===== LISTED ENTRIES =====

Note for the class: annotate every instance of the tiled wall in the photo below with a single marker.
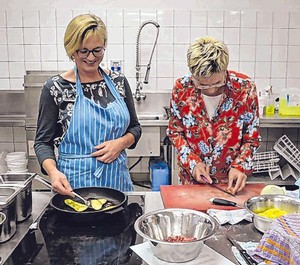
(262, 44)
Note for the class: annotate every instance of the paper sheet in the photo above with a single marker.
(207, 256)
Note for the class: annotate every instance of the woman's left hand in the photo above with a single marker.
(108, 151)
(239, 178)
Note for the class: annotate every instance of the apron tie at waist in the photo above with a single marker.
(74, 156)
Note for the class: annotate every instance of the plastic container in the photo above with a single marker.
(159, 174)
(286, 110)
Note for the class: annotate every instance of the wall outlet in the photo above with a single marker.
(30, 147)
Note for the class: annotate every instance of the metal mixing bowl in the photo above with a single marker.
(264, 202)
(158, 225)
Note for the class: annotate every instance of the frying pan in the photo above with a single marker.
(118, 198)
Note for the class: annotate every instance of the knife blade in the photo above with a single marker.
(223, 202)
(214, 185)
(246, 257)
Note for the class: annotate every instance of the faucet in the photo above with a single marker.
(138, 95)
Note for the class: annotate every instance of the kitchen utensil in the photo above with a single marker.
(116, 197)
(218, 201)
(247, 258)
(158, 226)
(48, 184)
(262, 203)
(214, 184)
(197, 197)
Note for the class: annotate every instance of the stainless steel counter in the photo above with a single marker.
(39, 202)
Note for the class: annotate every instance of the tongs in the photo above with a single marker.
(48, 184)
(213, 184)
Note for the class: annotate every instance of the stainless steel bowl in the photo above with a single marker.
(157, 226)
(264, 202)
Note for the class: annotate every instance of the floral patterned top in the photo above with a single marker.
(228, 139)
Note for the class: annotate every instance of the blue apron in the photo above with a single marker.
(91, 125)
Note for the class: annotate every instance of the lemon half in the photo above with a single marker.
(273, 189)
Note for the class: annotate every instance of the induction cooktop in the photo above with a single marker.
(59, 241)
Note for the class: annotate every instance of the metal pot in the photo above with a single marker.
(8, 199)
(264, 202)
(23, 181)
(118, 198)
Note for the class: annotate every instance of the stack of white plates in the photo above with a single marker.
(17, 162)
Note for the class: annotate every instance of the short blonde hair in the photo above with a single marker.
(207, 56)
(80, 28)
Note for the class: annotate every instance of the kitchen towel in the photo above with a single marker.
(232, 217)
(281, 242)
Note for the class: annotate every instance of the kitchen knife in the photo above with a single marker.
(223, 202)
(215, 181)
(247, 258)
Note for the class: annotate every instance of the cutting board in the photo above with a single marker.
(197, 197)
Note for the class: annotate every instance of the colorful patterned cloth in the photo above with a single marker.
(281, 243)
(228, 139)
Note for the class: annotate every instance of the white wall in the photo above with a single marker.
(263, 37)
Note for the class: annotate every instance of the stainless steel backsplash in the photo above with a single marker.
(12, 102)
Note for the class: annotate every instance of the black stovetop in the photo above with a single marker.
(59, 241)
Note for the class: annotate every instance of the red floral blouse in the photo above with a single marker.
(227, 140)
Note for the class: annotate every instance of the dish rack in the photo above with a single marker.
(289, 151)
(266, 162)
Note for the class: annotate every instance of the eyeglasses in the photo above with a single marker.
(204, 87)
(97, 52)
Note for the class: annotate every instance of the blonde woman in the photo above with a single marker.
(214, 123)
(89, 114)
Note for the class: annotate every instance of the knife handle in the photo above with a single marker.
(224, 202)
(247, 257)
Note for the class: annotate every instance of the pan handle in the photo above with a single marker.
(44, 181)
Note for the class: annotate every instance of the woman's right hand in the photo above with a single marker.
(59, 181)
(201, 173)
(60, 184)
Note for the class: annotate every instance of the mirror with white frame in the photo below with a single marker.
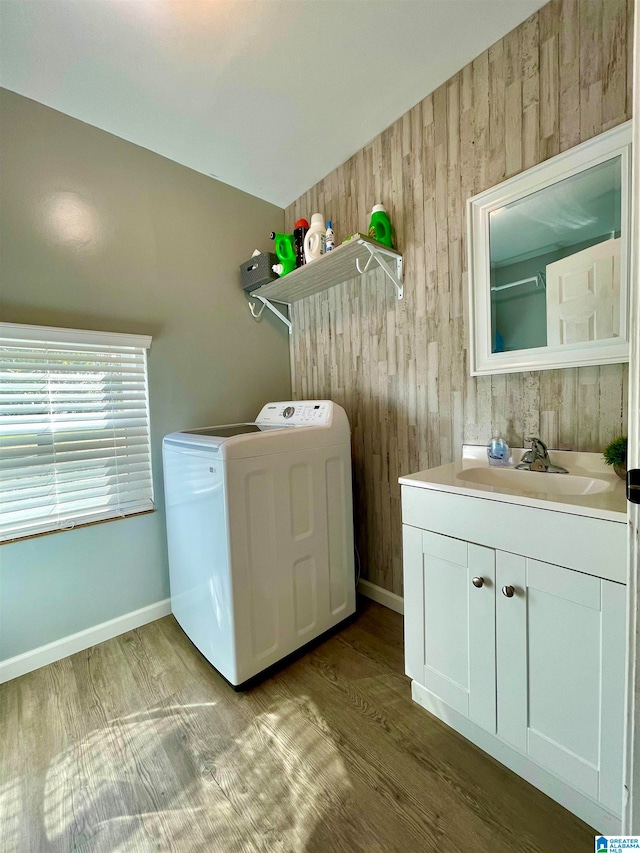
(549, 262)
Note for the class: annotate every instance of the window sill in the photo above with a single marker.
(76, 527)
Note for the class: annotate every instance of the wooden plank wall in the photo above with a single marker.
(400, 369)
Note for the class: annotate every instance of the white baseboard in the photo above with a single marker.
(381, 595)
(43, 655)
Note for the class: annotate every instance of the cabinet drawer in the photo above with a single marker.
(589, 545)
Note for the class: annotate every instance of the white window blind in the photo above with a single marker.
(74, 428)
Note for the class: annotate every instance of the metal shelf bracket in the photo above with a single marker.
(266, 304)
(374, 254)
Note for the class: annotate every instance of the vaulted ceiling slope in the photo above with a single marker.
(266, 95)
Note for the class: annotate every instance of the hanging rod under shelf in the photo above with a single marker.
(337, 266)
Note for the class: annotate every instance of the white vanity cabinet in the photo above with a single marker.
(521, 655)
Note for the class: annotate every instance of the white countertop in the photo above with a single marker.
(610, 504)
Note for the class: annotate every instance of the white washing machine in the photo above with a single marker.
(260, 533)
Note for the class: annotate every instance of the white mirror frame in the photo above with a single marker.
(612, 143)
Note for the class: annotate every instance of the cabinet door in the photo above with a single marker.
(450, 622)
(560, 672)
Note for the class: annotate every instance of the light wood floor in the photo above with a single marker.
(138, 745)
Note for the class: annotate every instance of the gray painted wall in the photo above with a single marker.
(97, 233)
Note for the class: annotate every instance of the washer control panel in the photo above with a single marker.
(296, 413)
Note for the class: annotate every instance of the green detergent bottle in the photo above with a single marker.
(286, 252)
(380, 226)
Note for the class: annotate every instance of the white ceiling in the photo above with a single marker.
(266, 95)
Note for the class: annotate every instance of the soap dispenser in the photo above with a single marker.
(498, 452)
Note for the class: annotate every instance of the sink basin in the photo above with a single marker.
(535, 482)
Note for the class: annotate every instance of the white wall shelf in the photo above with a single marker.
(349, 260)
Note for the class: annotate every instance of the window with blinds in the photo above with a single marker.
(74, 428)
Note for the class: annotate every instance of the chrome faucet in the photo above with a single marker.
(537, 459)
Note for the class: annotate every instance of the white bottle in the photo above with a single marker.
(315, 239)
(330, 239)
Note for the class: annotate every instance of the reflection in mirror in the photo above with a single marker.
(555, 262)
(549, 262)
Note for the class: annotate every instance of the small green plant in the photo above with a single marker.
(616, 452)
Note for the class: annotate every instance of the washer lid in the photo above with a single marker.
(226, 431)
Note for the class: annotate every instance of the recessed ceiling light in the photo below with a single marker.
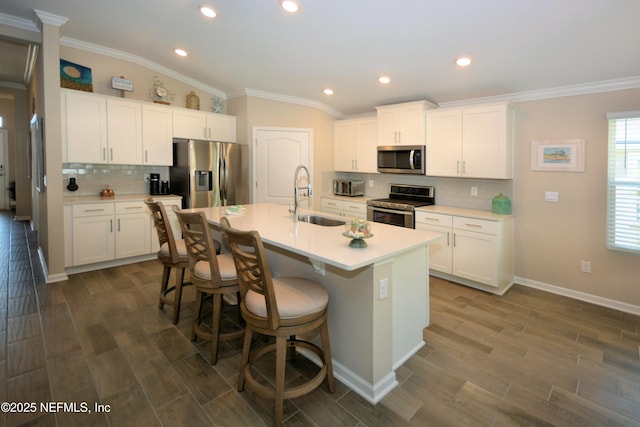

=====

• _PROMPT_
Transcribe exactly the portion of the material above that runs from the line containing "Note for the class: annotate every instance of the window with" through its last line, omitting all pictures.

• _ANSWER SPACE_
Note for the class: annotate every instance of the window with blinds in the photo above with a single marker.
(74, 428)
Note for the class: annotate every instance of the chrome faucet in the photo above with a single marker.
(537, 459)
Note for the class: annotate every instance of the white bottle in the photo above with a single marker.
(315, 239)
(330, 239)
Note for the class: annotate every instance of the reflection in mirror in the photo above with a single marker.
(555, 262)
(549, 262)
Note for the class: annotate every instance of the small green plant in the photo above with a single marker.
(616, 452)
Note for the class: annotate every instance of the washer lid in the photo above with a single marker.
(226, 431)
Note for the class: annotate every instance of the recessed ceiling light in the photo below with a single marker.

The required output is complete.